ACTIVITY 1:
According to the article on Ken Anderson's release from jail, why was he let out early?
ACTIVITY 2:
In the article on Ken Anderson's release from jail, copy the part that opens with the words "Former prosecutor Ken" and closes with "of Michael Morton.", swapping "wrongful conviction" for "unjust conviction".

Former prosecutor Ken Anderson was released from jail Friday morning after serving just half of his 10-day sentence for contempt of court in connection with the wrongful conviction of Michael Morton.
He was released early because he got credit for good behavior behind bars, said Capt. Fred Thomas, a spokesman for the Williamson County sheriff’s office.
Inmates with misdemeanor offenses can earn an extra day of credit for every day they serve without creating any disciplinary problems, said Thomas. Anderson, 61, who had already served one day in jail back in April, returned to the jail Tuesday for his 10-day sentence.
“Mr. Anderson was kept separate from the other inmates due to security concerns,” said Thomas. “He ate the same meals, had the same access to reading material and had the same medical exam upon entry to the facility as other inmates. Sheriff (James) Wilson issued explicit orders that Mr. Anderson would not receive special treatment, other than being segregated for security reasons.”
Anderson’s lawyers did not respond Friday to requests for comment.
“It is not the length of the incarceration but the fact that there was an incarceration at all which is historic,” said John Raley, one of Morton’s lawyers.

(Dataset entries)
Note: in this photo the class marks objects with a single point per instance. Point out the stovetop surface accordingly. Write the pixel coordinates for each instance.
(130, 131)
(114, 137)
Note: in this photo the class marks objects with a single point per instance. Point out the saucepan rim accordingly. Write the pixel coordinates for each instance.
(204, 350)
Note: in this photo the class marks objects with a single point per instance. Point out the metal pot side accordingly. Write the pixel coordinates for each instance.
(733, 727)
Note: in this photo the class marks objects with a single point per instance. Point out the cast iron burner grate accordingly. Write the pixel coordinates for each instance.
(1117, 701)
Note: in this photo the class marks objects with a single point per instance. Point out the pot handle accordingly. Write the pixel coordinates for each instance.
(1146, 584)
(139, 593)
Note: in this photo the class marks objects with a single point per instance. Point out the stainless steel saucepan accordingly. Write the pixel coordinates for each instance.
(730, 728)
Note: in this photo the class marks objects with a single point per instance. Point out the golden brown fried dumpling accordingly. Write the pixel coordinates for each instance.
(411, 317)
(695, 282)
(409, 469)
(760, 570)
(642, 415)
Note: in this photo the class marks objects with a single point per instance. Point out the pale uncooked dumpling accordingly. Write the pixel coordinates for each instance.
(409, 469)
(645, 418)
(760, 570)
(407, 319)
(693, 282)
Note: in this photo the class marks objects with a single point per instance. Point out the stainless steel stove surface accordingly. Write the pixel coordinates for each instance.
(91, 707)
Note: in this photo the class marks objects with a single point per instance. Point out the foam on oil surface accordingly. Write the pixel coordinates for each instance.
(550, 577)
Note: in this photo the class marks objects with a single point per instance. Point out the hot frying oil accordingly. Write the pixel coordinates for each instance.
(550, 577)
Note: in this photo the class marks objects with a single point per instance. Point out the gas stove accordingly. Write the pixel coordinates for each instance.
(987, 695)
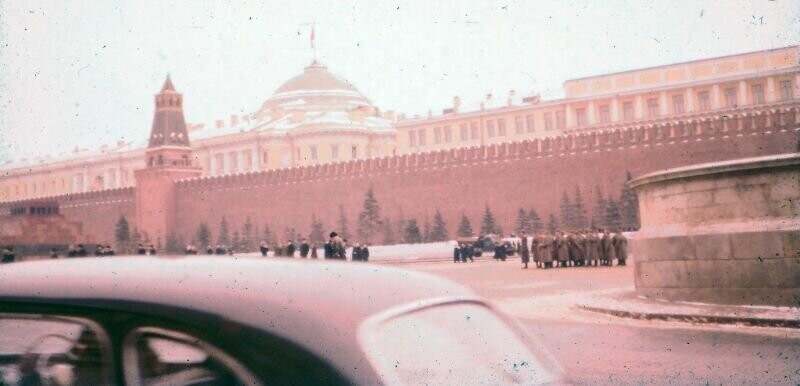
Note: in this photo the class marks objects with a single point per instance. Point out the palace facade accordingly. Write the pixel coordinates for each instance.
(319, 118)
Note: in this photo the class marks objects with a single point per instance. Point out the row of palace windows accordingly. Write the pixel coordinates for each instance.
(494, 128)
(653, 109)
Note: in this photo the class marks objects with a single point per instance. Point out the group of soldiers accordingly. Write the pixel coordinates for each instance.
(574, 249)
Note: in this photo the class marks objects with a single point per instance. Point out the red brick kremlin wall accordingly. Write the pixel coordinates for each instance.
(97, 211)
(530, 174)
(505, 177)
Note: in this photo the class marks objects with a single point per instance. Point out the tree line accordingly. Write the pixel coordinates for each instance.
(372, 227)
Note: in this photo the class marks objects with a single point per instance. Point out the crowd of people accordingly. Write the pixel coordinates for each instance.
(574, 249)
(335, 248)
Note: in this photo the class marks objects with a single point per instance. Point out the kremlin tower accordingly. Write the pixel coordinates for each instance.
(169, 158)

WRITTEN RESPONSE 1:
He got credit for good behavior behind bars.

WRITTEN RESPONSE 2:
Former prosecutor Ken Anderson was released from jail Friday morning after serving just half of his 10-day sentence for contempt of court in connection with the unjust conviction of Michael Morton.